• [WHAT IS REQUIRED] Change "Coordinate system" to "Coordinate format" everywhere in the records below and keep every other part the same.

• [Records from a data collection]

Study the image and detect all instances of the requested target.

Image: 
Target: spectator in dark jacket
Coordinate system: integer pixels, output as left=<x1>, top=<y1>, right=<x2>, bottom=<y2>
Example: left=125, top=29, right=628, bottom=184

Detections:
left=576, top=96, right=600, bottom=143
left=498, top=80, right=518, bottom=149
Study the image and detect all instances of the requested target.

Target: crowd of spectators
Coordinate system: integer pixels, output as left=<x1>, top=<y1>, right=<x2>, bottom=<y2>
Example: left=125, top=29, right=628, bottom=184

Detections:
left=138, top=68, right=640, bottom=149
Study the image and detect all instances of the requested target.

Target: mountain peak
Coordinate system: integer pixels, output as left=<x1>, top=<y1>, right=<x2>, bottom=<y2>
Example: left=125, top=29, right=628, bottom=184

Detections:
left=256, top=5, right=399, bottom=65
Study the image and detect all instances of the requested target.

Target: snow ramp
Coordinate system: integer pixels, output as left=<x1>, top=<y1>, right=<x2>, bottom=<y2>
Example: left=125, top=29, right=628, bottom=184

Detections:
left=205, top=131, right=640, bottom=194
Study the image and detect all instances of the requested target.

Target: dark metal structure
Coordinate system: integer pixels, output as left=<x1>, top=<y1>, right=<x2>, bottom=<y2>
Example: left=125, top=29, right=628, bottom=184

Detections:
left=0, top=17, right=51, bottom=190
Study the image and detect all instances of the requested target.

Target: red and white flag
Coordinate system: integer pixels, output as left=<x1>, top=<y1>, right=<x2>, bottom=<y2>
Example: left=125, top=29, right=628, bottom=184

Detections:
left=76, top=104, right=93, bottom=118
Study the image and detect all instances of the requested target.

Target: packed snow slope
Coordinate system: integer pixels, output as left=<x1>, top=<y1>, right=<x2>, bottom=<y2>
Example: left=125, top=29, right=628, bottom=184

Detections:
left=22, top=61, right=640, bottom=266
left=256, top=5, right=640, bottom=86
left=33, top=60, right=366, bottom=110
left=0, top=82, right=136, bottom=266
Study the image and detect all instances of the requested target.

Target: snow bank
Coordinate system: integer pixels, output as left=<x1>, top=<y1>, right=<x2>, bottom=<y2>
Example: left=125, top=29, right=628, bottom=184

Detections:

• [EXERCISE SOLUTION]
Study the image and detect all instances of the requested target.

Image: 
Target: spectator in dark jacket
Coordinate format: integer pixels, output as left=<x1>, top=<y1>, right=<x2>, bottom=<y2>
Example: left=125, top=29, right=628, bottom=184

Detections:
left=576, top=96, right=600, bottom=143
left=498, top=80, right=518, bottom=149
Study the image and detect all instances of the requested target.

Target: crowd of spectators
Coordinate format: integer pixels, output as left=<x1>, top=<y1>, right=<x2>, bottom=<y2>
Example: left=125, top=29, right=628, bottom=184

Detections:
left=138, top=68, right=640, bottom=149
Study the image and detect all instances of the requested target.

Target: mountain peak
Coordinate format: integer pixels, output as left=<x1>, top=<y1>, right=<x2>, bottom=<y2>
Example: left=125, top=29, right=628, bottom=184

Detections:
left=256, top=5, right=399, bottom=65
Study the image and detect all instances of the requested target.

Target: snow ramp
Coordinate format: integer pixels, output as left=<x1>, top=<y1>, right=<x2>, bottom=<y2>
Example: left=125, top=29, right=628, bottom=184

Detections:
left=205, top=131, right=640, bottom=194
Study the image and detect all instances of the requested target.

Target: dark metal structure
Coordinate format: integer pixels, output as left=<x1>, top=<y1>, right=<x2>, bottom=<y2>
Example: left=125, top=29, right=628, bottom=184

Detections:
left=0, top=17, right=51, bottom=190
Study the image and detect all instances of the requested target.

Target: red and white flag
Coordinate format: integer pixels, output as left=<x1>, top=<y1>, right=<x2>, bottom=<y2>
Example: left=125, top=29, right=628, bottom=184

Detections:
left=76, top=104, right=93, bottom=118
Study the image and detect all instances of the requested target.

Target: packed snow slope
Coordinate format: integer pixels, output as left=<x1>, top=<y1>, right=<x2>, bottom=<y2>
Example: left=125, top=29, right=628, bottom=184

Detections:
left=22, top=61, right=640, bottom=266
left=256, top=5, right=640, bottom=86
left=33, top=60, right=366, bottom=110
left=0, top=82, right=136, bottom=266
Study the image and detect all instances of the requested target.

Target: snow bank
Coordinate format: integer pixels, output as left=<x1>, top=<y1>, right=<x2>, bottom=<y2>
Example: left=125, top=29, right=628, bottom=184

Detections:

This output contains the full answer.